* start Provided records *

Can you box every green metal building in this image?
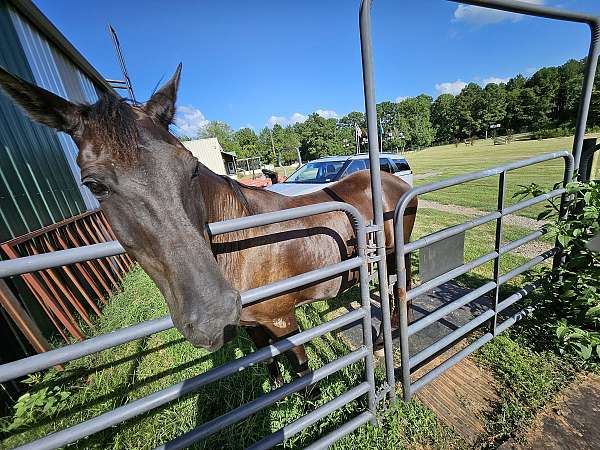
[0,0,111,242]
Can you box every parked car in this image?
[266,153,413,196]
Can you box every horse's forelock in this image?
[84,95,139,165]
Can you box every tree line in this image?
[181,59,600,164]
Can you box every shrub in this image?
[533,127,574,139]
[515,181,600,366]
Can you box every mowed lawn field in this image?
[405,135,599,217]
[0,138,596,449]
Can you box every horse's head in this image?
[0,65,241,351]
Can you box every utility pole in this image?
[269,128,281,167]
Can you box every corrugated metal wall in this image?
[8,3,99,209]
[0,0,98,242]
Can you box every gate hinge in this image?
[375,381,390,410]
[365,225,381,234]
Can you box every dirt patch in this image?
[415,355,498,445]
[500,375,600,450]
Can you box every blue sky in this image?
[34,0,600,134]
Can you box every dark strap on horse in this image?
[221,175,256,215]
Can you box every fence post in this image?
[577,138,598,183]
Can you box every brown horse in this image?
[0,65,417,384]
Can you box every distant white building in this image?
[182,138,237,178]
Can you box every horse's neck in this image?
[198,167,250,223]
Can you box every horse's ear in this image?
[0,67,81,133]
[144,63,181,128]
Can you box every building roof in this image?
[8,0,114,91]
[182,138,227,175]
[311,152,406,162]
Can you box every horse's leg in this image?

* end Provided records *

= Exercise brief =
Copy out the rows word for word, starting at the line with "Can you box every corrugated" and ending at the line with "[221,175,256,215]", both included.

= Solution for this exercise =
Can you box every corrugated metal wall in this image?
[8,3,99,209]
[0,0,98,242]
Can you box every gate hinge in this image?
[375,381,390,410]
[365,225,381,234]
Can you box every dirt patch in this image?
[415,355,498,445]
[500,375,600,450]
Can you box every blue sky in this image?
[34,0,600,134]
Can you box every dark strap on horse in this image?
[221,175,256,215]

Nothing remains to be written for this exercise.